§ **SET EXERCISE**: Reproduce everything in the records from the line containing "the photo below" down to the line containing "x=261 y=239", both lines included, along with the requests. Add 9 to each x and y coordinate in the answers.
━━━ RECORDS FOR THE TASK
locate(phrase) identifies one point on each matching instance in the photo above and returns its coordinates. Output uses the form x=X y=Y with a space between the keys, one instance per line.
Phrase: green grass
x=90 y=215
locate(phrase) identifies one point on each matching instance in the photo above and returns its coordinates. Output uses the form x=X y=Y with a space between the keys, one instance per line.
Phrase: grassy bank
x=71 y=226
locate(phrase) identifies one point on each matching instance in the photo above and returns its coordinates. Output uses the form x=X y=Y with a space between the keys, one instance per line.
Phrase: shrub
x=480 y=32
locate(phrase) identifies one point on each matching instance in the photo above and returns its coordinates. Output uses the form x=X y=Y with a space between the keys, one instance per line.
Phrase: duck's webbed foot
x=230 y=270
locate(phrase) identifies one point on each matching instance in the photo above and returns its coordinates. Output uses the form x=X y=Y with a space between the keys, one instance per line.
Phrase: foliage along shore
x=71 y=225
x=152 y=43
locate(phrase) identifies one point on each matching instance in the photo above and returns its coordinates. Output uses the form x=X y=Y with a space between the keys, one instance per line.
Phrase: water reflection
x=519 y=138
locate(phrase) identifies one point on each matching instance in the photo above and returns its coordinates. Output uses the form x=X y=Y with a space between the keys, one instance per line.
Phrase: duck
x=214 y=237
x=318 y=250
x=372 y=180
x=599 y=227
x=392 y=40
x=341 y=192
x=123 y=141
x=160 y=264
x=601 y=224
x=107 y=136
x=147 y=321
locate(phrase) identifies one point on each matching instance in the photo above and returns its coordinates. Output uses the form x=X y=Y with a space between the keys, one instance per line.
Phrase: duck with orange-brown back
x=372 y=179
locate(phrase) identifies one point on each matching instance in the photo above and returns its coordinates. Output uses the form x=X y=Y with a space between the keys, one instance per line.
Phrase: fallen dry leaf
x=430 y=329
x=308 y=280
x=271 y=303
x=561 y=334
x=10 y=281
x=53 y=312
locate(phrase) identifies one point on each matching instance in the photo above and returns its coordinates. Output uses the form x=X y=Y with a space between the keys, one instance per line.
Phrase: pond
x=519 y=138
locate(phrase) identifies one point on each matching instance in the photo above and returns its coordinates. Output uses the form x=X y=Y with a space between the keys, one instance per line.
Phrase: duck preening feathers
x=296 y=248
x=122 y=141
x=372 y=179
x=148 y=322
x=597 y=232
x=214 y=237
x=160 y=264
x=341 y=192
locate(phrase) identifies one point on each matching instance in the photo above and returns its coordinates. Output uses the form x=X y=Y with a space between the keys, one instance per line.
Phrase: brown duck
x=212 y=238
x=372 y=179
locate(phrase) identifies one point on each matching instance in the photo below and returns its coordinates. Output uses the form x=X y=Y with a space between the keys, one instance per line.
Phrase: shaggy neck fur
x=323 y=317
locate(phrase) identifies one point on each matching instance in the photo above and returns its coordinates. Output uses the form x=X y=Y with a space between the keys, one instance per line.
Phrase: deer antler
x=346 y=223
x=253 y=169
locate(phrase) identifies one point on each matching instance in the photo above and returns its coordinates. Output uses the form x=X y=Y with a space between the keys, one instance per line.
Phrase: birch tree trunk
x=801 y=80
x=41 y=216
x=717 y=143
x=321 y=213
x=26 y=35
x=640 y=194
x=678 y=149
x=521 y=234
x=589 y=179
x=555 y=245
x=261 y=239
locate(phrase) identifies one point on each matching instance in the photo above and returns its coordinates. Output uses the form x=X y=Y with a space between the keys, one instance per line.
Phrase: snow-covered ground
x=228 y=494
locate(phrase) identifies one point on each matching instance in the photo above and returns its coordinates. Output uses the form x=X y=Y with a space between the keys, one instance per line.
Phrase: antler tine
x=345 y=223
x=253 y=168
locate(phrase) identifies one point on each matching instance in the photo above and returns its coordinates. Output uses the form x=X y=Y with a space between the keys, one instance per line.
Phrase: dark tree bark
━━━━━━
§ **FINAL RESULT**:
locate(phrase) identifies one point on each matching instance in the photo below and returns its coordinates. Output uses the form x=X y=Y with a space between the keys, one instance per line.
Phrase: shaggy neck fur
x=332 y=326
locate(phrase) identifies one point on each matching instance in the photo above and returns its coordinates. Output uses the form x=X y=Y with a space between the keys, one instance per line.
Phrase: deer antler
x=355 y=232
x=262 y=178
locate(phrase) identifies one point on each matching instance in the photo above and returns its coordinates. Output uses the form x=X y=Y with a space between the keys, one instance per line.
Phrase: birch tree trunk
x=810 y=89
x=50 y=225
x=726 y=152
x=330 y=222
x=35 y=44
x=649 y=203
x=687 y=158
x=530 y=243
x=598 y=188
x=564 y=254
x=270 y=248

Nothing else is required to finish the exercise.